Task instructions:
1) Update everything from "Why is Madeira" down to "widely held today." in the Madeira article, swapping "enviable" for "desirable".
2) Take the article on Madeira's Digital Nomads Village further, picking up after its final sentence.

Madeira is emerging as a frontrunner choice for remote workers following the opening of a major development yesterday. The Digital Nomads Village has been referred to as the most significant project in Portugal to date for remote working, following a steep rise in demand accelerated by the COVID-19 pandemic.
Crowned Europe’s Leading Island Destination 2020 (World Travel Awards) for the seventh time, the lure of this sub-tropical Atlantic haven is growing, with many seeing it as an ideal place to take up temporary residence.
The Digital Nomads Village is situated in tranquil Ponta do Sol on the south coast, with views out to the Atlantic and a short drive from the charming capital, Funchal. It is an entire village dedicated to welcome a growing community of workers who no longer need to be located in their home country.
For the pilot programme, running from 1st February to 30th June, the village is offering travellers a free working space with a desk and chair, access to a Slack community and free internet use. The team there will also facilitate access to the local community and host fun events. This symbiotic relationship between the nomads and locals is core to the brand.
The concept has launched in partnership with the Government of Madeira, StartUp Madeira and acclaimed digital nomad Gonçalo Hall. Hosting up to 100 nomads at any one time, residents must commit to staying for at least a month.
Ponta do Sol is the perfect place for such a development, being small but perfectly formed: it is a cultural hub on the archipelago, due to the investment in art and culture, has beautiful beaches and great local restaurants and bars, including on the beach – perfect for afterwork drinks. For those who like hiking there is a very scenic walk, called Levado do Moinho, close by.
Why is Madeira the perfect temporary home?
Madeira was referred to as the most enviable island on earth by author H.N. Coleridge in the 19th Century – ‘it ensures every European comfort with almost every tropical luxury’ – and this perception is still widely held today.

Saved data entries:
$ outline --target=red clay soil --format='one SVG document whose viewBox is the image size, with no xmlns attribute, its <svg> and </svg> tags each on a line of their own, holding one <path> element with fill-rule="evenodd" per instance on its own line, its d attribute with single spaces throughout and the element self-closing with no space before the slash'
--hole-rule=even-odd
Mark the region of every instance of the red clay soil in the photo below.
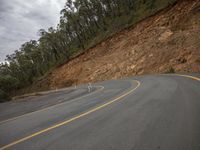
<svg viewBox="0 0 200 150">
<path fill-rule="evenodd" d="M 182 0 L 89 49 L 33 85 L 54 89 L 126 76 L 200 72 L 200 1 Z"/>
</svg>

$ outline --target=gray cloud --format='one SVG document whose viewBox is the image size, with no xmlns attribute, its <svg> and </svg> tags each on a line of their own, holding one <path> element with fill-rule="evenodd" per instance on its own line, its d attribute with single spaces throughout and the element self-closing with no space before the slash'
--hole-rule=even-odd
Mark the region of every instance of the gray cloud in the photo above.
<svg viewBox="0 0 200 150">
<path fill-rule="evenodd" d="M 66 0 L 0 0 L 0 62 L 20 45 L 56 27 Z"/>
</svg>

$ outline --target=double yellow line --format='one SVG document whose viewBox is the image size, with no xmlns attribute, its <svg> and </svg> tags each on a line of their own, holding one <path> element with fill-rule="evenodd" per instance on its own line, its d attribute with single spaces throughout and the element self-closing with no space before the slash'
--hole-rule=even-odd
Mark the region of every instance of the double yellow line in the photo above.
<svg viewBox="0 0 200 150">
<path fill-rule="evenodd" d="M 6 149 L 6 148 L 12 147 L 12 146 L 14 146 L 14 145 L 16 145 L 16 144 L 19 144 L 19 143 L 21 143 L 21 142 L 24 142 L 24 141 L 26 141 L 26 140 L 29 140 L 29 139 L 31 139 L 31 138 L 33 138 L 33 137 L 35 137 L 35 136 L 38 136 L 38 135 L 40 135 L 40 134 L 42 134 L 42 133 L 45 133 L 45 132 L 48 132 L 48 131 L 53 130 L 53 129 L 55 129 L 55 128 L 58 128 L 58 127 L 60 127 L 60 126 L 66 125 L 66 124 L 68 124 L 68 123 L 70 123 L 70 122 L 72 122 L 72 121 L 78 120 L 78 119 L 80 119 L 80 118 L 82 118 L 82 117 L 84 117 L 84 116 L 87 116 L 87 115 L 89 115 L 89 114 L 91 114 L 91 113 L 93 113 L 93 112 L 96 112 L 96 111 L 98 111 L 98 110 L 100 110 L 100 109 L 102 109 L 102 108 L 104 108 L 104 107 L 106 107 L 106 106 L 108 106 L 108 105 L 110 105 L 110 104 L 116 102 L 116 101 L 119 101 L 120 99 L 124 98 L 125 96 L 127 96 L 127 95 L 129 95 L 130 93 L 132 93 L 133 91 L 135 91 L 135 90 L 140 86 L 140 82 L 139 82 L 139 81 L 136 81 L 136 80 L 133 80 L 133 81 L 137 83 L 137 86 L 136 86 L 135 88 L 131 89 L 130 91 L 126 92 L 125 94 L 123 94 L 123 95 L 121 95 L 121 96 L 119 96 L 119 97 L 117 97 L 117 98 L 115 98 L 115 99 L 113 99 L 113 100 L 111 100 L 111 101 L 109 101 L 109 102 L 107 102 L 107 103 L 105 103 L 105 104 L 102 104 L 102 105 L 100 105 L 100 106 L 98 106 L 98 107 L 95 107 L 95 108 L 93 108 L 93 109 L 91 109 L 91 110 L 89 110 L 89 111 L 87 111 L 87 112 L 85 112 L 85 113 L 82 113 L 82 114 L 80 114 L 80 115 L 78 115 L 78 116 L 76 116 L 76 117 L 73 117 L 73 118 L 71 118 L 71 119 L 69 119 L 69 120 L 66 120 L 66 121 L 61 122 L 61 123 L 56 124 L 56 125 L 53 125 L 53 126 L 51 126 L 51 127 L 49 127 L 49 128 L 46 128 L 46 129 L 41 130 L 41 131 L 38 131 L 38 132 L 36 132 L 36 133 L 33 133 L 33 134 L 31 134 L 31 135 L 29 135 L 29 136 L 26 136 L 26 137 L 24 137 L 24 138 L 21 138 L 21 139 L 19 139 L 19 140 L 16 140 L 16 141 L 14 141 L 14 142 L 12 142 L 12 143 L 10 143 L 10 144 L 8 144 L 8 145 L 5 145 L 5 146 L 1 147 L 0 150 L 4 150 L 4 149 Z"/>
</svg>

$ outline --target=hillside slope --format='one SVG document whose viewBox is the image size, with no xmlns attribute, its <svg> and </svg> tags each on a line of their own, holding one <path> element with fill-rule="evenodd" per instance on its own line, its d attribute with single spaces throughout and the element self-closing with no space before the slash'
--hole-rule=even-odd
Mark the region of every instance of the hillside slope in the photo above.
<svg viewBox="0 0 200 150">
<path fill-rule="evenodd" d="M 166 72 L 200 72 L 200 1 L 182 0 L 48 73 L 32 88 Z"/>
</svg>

Your responses:
1)
Why is Madeira the perfect temporary home?
Madeira was referred to as the most desirable island on earth by author H.N. Coleridge in the 19th Century – ‘it ensures every European comfort with almost every tropical luxury’ – and this perception is still widely held today.

2)
On the same latitude as Casablanca, the Portuguese outpost is home to some of the most striking and lush landscapes in Europe. The scenery is rugged, varied, more tropical than anywhere else in the continent and the warm sea is always close by. The rich volcanic soil, mountainous terrain and expansive Laurissilva forest – a UNESCO World Heritage Site covering 20% of the main island – mean that if nature is your thing, you will feel extremely happy here.
When working hours are over, nomads can spend time exploring the 3000km of levadas (ancient irrigation channels) which make for perfect walking tracks, sampling exotic delicacies, swimming in natural lava pools, off-roading on near vertical tracks or spotting dolphins and whales, which swim close to the shore. For the more adventurous, there is surfing, mountain biking, canyoning and trail running. And for sun worshippers, there is 9km of unspoilt sandy beach on the nearby island of Porto Santo, referred to as ‘Little Paradise’.
Funchal has a growing scene for younger people, including alfresco bars, independent boutiques, craft breweries and a range of restaurants from local establishments to fine-dining. Locals are friendly and there are immersive cultural events throughout the year, adding greatly to the experience of Madeira.